Work to complete >>
Start at the first record below and retype through the last, exactly.

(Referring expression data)

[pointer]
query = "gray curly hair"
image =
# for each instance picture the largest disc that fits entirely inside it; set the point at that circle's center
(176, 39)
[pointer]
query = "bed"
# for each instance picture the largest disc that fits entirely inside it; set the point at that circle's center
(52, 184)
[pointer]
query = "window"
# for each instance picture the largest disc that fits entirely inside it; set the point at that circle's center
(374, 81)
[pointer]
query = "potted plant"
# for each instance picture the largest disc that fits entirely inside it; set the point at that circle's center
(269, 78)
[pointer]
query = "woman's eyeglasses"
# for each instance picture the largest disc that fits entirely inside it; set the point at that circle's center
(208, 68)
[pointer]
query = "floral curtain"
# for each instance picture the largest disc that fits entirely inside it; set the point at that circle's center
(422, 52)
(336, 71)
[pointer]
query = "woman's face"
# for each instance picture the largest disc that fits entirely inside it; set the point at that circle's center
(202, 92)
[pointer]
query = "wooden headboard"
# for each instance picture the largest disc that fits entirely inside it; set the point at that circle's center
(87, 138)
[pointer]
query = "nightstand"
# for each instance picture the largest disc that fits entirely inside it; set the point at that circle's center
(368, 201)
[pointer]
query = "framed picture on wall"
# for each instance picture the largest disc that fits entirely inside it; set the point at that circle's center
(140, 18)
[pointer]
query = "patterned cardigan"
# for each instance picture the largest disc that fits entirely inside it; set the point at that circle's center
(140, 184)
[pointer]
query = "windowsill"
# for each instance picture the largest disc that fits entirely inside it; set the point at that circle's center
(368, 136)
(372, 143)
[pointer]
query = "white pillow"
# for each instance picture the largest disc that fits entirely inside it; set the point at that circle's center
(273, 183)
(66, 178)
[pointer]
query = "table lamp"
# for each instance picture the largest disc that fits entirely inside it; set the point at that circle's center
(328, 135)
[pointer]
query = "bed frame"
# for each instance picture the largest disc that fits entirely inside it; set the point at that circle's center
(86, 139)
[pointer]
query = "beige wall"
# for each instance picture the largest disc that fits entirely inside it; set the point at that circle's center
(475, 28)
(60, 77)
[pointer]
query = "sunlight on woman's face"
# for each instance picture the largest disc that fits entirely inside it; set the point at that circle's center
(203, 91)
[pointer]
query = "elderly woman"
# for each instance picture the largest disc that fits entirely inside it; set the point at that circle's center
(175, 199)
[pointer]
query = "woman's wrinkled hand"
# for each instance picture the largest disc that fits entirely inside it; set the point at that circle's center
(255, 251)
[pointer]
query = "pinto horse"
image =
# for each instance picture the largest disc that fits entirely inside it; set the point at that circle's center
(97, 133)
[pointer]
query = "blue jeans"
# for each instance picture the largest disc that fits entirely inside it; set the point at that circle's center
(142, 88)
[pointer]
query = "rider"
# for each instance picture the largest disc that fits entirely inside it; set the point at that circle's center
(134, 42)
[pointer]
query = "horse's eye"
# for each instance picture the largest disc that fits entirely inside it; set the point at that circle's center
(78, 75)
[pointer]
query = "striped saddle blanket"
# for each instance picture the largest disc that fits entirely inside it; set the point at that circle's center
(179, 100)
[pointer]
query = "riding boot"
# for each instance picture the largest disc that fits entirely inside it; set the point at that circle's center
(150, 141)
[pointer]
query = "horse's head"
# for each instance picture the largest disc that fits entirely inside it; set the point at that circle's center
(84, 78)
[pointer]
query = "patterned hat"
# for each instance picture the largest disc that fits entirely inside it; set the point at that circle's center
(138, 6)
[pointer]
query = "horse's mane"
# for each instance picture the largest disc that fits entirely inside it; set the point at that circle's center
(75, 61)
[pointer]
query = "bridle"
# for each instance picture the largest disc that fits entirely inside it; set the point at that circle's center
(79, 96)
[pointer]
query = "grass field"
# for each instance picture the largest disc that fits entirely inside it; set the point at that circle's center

Solved exercise >>
[pointer]
query = "gray curly hair"
image =
# for each instance picture the largest disc that fits entirely inside it; set the point at that circle's center
(176, 39)
[pointer]
query = "bed"
# for each instance picture the largest disc that fits entirely inside it; set the point at that circle's center
(52, 184)
[pointer]
query = "window"
# for each instance picture the largest disc that fits entirely inside it; set the point at that circle's center
(374, 81)
[pointer]
query = "potted plant"
# for each instance picture the largest disc that fits entirely inside it; set the point at that circle's center
(269, 78)
[pointer]
query = "woman's eyeglasses"
# for each instance picture the largest disc that fits entirely inside it; set the point at that circle's center
(208, 68)
[pointer]
query = "floral curtain"
# for each instance picture the largest disc that fits entirely inside it; set the point at that circle's center
(422, 52)
(336, 71)
[pointer]
query = "woman's face"
# for each instance picture the largest disc that fits entirely inside it; set the point at that circle's center
(202, 92)
[pointer]
query = "wooden headboard"
# for each instance picture the largest disc that fits entirely inside it; set the point at that circle's center
(87, 138)
[pointer]
query = "nightstand"
# for each instance picture the largest disc that fits entirely inside it; set the point at that circle's center
(368, 201)
[pointer]
query = "framed picture on wall"
# for each instance picture the largest disc that fits entirely inside it; set the point at that circle's center
(140, 18)
[pointer]
query = "patterned cardigan"
# for each instance picture the largest disc that fits entirely inside it; set the point at that circle's center
(140, 184)
[pointer]
query = "windowsill"
# for each instance picture the largest disc that fits entirely inside it; set the point at that circle's center
(368, 136)
(372, 143)
[pointer]
query = "white pillow"
# for each instance picture the largest disc that fits entirely inside it; set the point at that circle's center
(273, 183)
(66, 178)
[pointer]
query = "table lamp"
# for each instance picture the largest disc that fits entirely inside it; set the point at that circle's center
(328, 135)
[pointer]
query = "bed frame"
# for each instance picture the largest disc that fits entirely inside it; set the point at that circle's center
(86, 139)
[pointer]
query = "beige wall"
# for each instance picture the largest disc that fits entirely inside it; set the point at that circle's center
(475, 28)
(60, 77)
[pointer]
query = "sunlight on woman's face"
# for each instance picture the largest disc that fits entirely inside it; set the point at that circle's center
(203, 91)
[pointer]
query = "elderly woman"
# for each instance picture the largest disc that fits entirely inside it; set the point at that circle's center
(175, 199)
[pointer]
query = "woman's wrinkled hand"
# for each instance picture the largest disc that fits entirely inside it; set the point at that circle's center
(255, 251)
[pointer]
query = "pinto horse"
image =
# for each instance picture the largest disc that fits entirely inside it; set the point at that circle's center
(97, 133)
[pointer]
query = "blue jeans"
# for each instance picture the largest disc that fits entirely inside it; set the point at that circle's center
(142, 88)
[pointer]
query = "rider"
# for each instance picture the largest disc that fits entirely inside it; set the point at that circle's center
(134, 42)
[pointer]
query = "horse's eye"
# for each instance picture the largest disc that fits entirely inside it; set the point at that circle's center
(78, 75)
[pointer]
query = "striped saddle blanket"
# for each instance picture the largest disc that fits entirely inside it; set the point at that circle's center
(179, 100)
[pointer]
query = "riding boot"
# for each instance picture the largest disc that fits entirely inside it; set the point at that circle's center
(150, 141)
[pointer]
query = "horse's head"
# for each instance picture the largest disc that fits entirely inside it; set the point at that circle's center
(84, 78)
[pointer]
query = "patterned hat"
# for each instance picture the largest disc that fits entirely inside it; set the point at that circle's center
(138, 6)
[pointer]
query = "horse's mane"
# for each instance picture the largest disc that fits entirely inside it; set the point at that circle's center
(75, 61)
[pointer]
query = "bridle"
# for each instance picture the largest disc that fits entirely inside it; set the point at that circle's center
(79, 96)
[pointer]
query = "grass field"
# for each instance picture the largest disc that fits entirely inside it; set the point at that circle's center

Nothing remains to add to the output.